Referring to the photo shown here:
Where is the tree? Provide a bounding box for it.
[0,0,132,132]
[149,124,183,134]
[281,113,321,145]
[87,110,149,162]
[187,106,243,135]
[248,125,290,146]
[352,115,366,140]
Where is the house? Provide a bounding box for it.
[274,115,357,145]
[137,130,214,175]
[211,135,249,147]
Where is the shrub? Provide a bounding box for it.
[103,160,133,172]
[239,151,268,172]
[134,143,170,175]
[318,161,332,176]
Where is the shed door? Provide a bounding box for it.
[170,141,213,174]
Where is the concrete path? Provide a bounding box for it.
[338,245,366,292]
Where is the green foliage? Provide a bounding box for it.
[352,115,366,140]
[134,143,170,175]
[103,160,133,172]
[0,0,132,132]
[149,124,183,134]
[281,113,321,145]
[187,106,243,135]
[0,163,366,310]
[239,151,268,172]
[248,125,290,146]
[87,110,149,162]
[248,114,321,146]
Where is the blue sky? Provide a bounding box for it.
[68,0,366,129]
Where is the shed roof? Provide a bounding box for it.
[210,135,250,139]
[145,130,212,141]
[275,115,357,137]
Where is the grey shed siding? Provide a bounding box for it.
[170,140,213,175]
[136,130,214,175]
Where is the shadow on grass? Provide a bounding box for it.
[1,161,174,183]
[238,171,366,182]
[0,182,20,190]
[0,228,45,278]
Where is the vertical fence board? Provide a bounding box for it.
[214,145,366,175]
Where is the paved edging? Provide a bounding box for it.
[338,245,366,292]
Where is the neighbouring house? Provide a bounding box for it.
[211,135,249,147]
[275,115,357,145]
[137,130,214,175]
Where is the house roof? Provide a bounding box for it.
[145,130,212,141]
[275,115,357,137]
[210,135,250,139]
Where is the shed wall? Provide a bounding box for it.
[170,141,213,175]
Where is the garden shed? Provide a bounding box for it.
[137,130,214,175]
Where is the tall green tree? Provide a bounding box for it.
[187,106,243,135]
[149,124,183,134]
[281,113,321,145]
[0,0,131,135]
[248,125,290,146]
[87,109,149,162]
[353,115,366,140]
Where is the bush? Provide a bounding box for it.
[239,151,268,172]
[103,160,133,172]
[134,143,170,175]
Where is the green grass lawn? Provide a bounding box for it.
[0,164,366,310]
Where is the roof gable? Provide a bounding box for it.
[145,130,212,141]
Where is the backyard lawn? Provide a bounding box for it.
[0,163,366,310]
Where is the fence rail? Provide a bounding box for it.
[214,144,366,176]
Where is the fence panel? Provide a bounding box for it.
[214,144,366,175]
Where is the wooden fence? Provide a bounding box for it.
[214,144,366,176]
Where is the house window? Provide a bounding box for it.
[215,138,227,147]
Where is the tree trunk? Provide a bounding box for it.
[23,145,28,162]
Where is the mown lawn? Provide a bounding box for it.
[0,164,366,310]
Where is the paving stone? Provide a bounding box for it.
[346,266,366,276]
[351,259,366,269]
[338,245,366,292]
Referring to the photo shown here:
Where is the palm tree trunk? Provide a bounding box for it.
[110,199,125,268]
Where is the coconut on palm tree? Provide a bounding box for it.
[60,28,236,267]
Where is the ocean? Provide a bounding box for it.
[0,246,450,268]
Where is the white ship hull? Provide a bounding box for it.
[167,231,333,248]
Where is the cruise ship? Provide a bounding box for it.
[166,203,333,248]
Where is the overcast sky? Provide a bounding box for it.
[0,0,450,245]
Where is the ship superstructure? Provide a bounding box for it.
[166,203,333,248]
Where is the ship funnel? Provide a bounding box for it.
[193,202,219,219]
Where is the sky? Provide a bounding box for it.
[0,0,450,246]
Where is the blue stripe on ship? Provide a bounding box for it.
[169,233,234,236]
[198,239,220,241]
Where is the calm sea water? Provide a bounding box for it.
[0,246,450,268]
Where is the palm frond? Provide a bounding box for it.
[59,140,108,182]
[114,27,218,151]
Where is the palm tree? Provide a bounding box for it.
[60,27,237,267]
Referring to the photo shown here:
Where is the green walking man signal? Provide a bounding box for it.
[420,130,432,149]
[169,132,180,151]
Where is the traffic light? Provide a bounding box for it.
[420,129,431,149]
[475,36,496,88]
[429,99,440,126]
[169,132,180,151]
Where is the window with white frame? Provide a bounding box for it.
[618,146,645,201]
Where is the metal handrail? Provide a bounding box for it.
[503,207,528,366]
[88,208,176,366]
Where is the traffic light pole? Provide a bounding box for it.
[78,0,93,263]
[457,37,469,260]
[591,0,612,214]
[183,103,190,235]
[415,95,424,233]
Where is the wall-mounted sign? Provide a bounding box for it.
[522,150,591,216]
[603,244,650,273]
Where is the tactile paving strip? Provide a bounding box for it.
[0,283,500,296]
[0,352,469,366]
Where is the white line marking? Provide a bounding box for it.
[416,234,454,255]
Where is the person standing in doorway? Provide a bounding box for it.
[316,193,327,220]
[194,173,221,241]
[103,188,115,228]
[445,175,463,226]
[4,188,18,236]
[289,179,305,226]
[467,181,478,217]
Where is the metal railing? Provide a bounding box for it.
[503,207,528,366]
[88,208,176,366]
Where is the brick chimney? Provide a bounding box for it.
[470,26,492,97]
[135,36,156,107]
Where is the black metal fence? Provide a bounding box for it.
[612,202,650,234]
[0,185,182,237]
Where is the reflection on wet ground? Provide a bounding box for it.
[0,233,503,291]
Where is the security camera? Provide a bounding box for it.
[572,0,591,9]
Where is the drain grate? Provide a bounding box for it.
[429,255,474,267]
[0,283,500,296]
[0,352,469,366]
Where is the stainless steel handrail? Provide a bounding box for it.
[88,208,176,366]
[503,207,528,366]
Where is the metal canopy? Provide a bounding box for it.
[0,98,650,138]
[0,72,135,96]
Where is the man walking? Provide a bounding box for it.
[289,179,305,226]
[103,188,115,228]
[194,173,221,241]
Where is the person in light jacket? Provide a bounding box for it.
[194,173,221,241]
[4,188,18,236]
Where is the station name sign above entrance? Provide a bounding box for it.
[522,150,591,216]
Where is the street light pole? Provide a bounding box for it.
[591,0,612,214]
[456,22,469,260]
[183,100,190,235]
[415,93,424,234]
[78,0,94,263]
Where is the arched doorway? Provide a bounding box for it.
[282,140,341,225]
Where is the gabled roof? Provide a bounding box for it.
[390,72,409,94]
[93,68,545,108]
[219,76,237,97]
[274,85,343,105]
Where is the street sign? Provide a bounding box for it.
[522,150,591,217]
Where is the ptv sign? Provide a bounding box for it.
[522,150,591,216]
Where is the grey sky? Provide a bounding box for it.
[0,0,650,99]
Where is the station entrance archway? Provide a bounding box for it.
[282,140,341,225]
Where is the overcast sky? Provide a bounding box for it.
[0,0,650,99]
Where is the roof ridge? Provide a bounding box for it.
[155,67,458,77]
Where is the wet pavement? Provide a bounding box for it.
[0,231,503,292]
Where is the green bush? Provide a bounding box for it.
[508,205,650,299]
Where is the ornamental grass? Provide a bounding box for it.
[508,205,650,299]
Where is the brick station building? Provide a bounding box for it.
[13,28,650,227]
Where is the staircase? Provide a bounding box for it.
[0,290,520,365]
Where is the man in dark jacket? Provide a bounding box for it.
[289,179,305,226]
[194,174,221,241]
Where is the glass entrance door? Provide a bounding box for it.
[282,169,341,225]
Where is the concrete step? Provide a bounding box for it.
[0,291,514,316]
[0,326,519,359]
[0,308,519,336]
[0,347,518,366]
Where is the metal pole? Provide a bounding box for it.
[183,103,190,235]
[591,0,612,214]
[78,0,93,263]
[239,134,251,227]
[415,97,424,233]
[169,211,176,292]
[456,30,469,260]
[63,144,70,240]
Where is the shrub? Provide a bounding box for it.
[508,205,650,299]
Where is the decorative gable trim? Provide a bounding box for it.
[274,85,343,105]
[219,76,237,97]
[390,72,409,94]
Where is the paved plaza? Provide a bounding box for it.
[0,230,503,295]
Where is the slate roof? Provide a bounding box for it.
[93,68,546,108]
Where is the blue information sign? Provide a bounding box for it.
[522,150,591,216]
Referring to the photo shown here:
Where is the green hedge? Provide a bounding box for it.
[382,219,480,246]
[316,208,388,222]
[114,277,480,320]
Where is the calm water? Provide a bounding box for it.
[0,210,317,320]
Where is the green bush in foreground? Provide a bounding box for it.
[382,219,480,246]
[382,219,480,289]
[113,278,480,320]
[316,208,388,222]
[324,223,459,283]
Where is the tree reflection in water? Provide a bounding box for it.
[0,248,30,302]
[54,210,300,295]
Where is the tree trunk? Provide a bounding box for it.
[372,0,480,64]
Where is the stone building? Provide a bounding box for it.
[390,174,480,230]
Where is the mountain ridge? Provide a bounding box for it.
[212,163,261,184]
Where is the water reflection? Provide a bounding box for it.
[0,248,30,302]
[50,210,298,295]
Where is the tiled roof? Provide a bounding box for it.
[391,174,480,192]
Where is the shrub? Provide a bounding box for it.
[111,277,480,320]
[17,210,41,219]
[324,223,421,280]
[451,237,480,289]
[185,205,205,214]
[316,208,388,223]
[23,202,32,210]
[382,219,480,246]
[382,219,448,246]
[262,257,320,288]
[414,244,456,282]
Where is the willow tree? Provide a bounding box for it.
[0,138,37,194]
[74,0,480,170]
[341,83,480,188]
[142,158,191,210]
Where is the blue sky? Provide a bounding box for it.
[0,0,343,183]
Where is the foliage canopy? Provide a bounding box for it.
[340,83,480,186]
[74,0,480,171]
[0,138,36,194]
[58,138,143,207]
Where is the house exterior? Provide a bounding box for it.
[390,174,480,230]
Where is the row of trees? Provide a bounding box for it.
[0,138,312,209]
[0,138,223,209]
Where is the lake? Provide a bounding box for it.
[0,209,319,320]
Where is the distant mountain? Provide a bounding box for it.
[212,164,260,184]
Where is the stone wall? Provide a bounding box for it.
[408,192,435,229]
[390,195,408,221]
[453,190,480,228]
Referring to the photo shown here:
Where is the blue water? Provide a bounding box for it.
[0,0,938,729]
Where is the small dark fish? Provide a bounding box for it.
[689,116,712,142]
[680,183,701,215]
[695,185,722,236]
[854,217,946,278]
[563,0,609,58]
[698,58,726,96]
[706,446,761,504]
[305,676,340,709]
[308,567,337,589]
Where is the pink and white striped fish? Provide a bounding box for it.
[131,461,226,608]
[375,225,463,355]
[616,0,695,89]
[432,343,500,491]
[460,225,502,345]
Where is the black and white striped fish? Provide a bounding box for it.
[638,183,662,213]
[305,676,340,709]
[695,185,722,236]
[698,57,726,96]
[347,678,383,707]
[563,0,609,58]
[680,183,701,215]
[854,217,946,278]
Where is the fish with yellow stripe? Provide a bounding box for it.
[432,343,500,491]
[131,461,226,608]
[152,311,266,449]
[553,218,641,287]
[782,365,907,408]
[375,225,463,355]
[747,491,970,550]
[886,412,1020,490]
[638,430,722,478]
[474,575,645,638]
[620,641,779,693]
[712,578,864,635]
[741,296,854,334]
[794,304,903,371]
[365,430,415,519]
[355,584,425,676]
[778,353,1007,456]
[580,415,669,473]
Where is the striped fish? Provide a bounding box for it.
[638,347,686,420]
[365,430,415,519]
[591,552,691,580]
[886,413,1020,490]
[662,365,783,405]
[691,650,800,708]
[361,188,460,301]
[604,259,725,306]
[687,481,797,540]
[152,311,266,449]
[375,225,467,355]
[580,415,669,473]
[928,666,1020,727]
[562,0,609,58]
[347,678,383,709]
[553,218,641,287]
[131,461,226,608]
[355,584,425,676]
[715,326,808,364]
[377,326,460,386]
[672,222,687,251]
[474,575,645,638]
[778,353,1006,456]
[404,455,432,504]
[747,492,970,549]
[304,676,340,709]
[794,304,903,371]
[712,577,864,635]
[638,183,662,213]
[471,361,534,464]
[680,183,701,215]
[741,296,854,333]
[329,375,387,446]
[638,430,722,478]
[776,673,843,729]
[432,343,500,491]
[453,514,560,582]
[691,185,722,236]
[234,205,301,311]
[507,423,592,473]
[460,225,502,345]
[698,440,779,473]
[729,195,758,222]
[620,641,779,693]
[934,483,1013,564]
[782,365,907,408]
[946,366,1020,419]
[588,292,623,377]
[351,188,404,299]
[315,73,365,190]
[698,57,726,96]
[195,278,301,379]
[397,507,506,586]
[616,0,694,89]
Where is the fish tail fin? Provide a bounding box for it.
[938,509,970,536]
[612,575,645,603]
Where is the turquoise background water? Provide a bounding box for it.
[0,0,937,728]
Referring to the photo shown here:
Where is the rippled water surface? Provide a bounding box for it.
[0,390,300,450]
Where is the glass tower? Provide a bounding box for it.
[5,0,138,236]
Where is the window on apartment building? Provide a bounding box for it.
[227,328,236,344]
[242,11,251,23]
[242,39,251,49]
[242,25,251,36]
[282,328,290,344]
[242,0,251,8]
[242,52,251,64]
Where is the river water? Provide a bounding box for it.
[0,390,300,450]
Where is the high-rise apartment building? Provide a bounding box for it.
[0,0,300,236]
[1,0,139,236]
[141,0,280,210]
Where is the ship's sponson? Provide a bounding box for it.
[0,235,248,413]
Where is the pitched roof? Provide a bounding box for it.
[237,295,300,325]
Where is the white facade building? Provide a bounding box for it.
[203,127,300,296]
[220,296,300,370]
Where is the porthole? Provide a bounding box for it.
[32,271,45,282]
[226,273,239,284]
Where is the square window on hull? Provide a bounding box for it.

• • • •

Please arrange the items above, starting with the line with "Where is the foliage" and going on through the line with "[308,567,337,589]", as a Markdown table with two columns: Row for a running number and Entry for the line itself. Leave out any blank lines.

THE OUTPUT:
| Row | Entry |
|---|---|
| 1 | Where is the foliage canopy? Provide a bounding box for it. |
| 2 | [340,83,480,186] |
| 3 | [74,0,480,171] |
| 4 | [0,138,36,194] |
| 5 | [58,138,143,207] |
| 6 | Where is the house exterior? Provide a bounding box for it. |
| 7 | [390,174,480,230] |
| 8 | Where is the row of trees? Provide a bounding box for it. |
| 9 | [0,138,312,209] |
| 10 | [0,138,223,209] |
| 11 | Where is the lake? Provide a bounding box for it. |
| 12 | [0,209,319,320] |
| 13 | Where is the distant mountain? Provide a bounding box for it. |
| 14 | [212,164,260,184] |
| 15 | Where is the stone wall? Provide a bounding box for it. |
| 16 | [408,192,435,229] |
| 17 | [390,195,408,221] |
| 18 | [453,190,480,228] |
| 19 | Referring to the photo shown here: |
| 20 | Where is the blue water? Provide a bounding box for it. |
| 21 | [0,0,938,729] |
| 22 | Where is the small dark fish? Provide a bounding box for it. |
| 23 | [689,116,712,142] |
| 24 | [680,183,701,215] |
| 25 | [695,185,722,236] |
| 26 | [854,217,946,278] |
| 27 | [563,0,609,58] |
| 28 | [698,58,726,96] |
| 29 | [706,446,761,504] |
| 30 | [305,676,340,709] |
| 31 | [308,567,337,589] |